= Work item =
Retype all the records with nothing changed.

= Material provided =
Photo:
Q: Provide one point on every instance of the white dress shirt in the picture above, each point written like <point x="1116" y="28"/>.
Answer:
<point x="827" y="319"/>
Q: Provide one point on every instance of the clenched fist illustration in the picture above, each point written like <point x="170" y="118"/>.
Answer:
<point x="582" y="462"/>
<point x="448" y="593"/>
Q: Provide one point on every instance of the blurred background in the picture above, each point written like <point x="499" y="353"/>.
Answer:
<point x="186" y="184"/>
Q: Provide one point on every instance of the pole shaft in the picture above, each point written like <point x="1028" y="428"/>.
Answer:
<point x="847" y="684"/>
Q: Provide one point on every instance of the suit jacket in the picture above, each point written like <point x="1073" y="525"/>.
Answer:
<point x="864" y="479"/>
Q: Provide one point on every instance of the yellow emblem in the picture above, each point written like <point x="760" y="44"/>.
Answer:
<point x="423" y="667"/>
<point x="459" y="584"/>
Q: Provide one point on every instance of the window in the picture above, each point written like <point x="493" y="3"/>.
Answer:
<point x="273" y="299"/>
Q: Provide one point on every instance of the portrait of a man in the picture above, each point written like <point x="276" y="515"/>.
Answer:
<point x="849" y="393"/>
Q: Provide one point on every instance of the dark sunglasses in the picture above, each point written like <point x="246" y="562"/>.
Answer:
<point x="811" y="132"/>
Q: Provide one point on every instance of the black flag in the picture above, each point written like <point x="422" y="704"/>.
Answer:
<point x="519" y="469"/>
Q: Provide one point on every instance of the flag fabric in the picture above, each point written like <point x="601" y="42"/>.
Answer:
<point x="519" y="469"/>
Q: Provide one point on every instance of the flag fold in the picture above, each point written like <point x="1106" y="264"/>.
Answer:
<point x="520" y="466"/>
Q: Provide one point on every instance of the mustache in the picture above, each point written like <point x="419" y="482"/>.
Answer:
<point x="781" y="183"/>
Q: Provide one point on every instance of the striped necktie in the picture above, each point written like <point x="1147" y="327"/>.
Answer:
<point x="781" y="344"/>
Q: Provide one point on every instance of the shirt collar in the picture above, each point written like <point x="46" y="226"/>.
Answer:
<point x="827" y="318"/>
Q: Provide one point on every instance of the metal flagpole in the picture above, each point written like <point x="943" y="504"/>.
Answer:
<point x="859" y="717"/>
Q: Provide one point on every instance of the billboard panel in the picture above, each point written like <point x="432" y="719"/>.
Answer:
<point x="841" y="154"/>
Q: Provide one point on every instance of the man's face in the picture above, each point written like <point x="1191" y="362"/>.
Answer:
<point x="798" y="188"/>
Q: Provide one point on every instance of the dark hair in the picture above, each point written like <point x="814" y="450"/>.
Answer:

= Response to the task =
Photo:
Q: Provide one point on every instance of the white dress shirt in the picture above, each point written like <point x="1116" y="28"/>.
Answer:
<point x="827" y="319"/>
Q: Provide one point on every instance of the clenched fist illustration in the picture above, each point written like <point x="170" y="118"/>.
Answer:
<point x="582" y="462"/>
<point x="448" y="593"/>
Q: Provide one point on every instance of the blurred background in the picture above, each point written like <point x="499" y="353"/>.
Answer:
<point x="186" y="184"/>
Q: Provide one point on every instance of the pole shaft in the picture above, each point written like <point x="1028" y="428"/>.
Answer:
<point x="847" y="684"/>
Q: Provide one point on every instance of the suit jacket in the picture above, each point written like <point x="1073" y="525"/>.
Answer:
<point x="864" y="479"/>
Q: Provide one point on every instance of the yellow emblem in the picture above, each point written like <point x="760" y="44"/>.
Answer:
<point x="423" y="667"/>
<point x="459" y="584"/>
Q: Provide one point on every instance of the window in the picture above, each point written like <point x="493" y="3"/>.
Answer:
<point x="273" y="299"/>
Q: Provide one point on every instance of the portrait of a man in the picture above, each point written like <point x="276" y="515"/>.
Answer:
<point x="849" y="393"/>
Q: Provide one point on every instance of the dark sunglasses in the picture above, each point written like <point x="246" y="562"/>.
Answer:
<point x="811" y="132"/>
Q: Provide one point on every instance of the black flag in the picture above, each point written like <point x="422" y="704"/>.
Answer:
<point x="519" y="469"/>
Q: Provide one point on every instance of the flag fabric in the picture above, each point written like <point x="601" y="42"/>.
Answer:
<point x="519" y="469"/>
Q: Provide one point on every instance of the flag fold in the picture above, each point written like <point x="1106" y="264"/>.
Answer:
<point x="520" y="466"/>
Q: Provide one point on every instance of the mustache in the picture above, each point written like <point x="419" y="482"/>.
Answer:
<point x="781" y="183"/>
Q: Provide one point on every instance of the striped necktie in the picture above, each point written like <point x="1147" y="327"/>.
Answer:
<point x="781" y="344"/>
Q: Provide one point on every instance of the shirt collar in the picture above, each point written like <point x="46" y="226"/>.
Answer:
<point x="827" y="318"/>
Q: Provide one point on every instance of the metal flagpole in the picture above, each point written like <point x="943" y="504"/>.
Answer:
<point x="859" y="717"/>
Q: Provide one point on every instance of the billboard panel in the picture above, each point written like <point x="432" y="719"/>.
Answer:
<point x="841" y="154"/>
Q: Provide one point on every instance of the man's face in the picture above, each point written like <point x="1191" y="362"/>.
Answer:
<point x="798" y="188"/>
Q: Provide one point on every instance of the dark hair in the picture above, each point written like <point x="814" y="450"/>.
Answer:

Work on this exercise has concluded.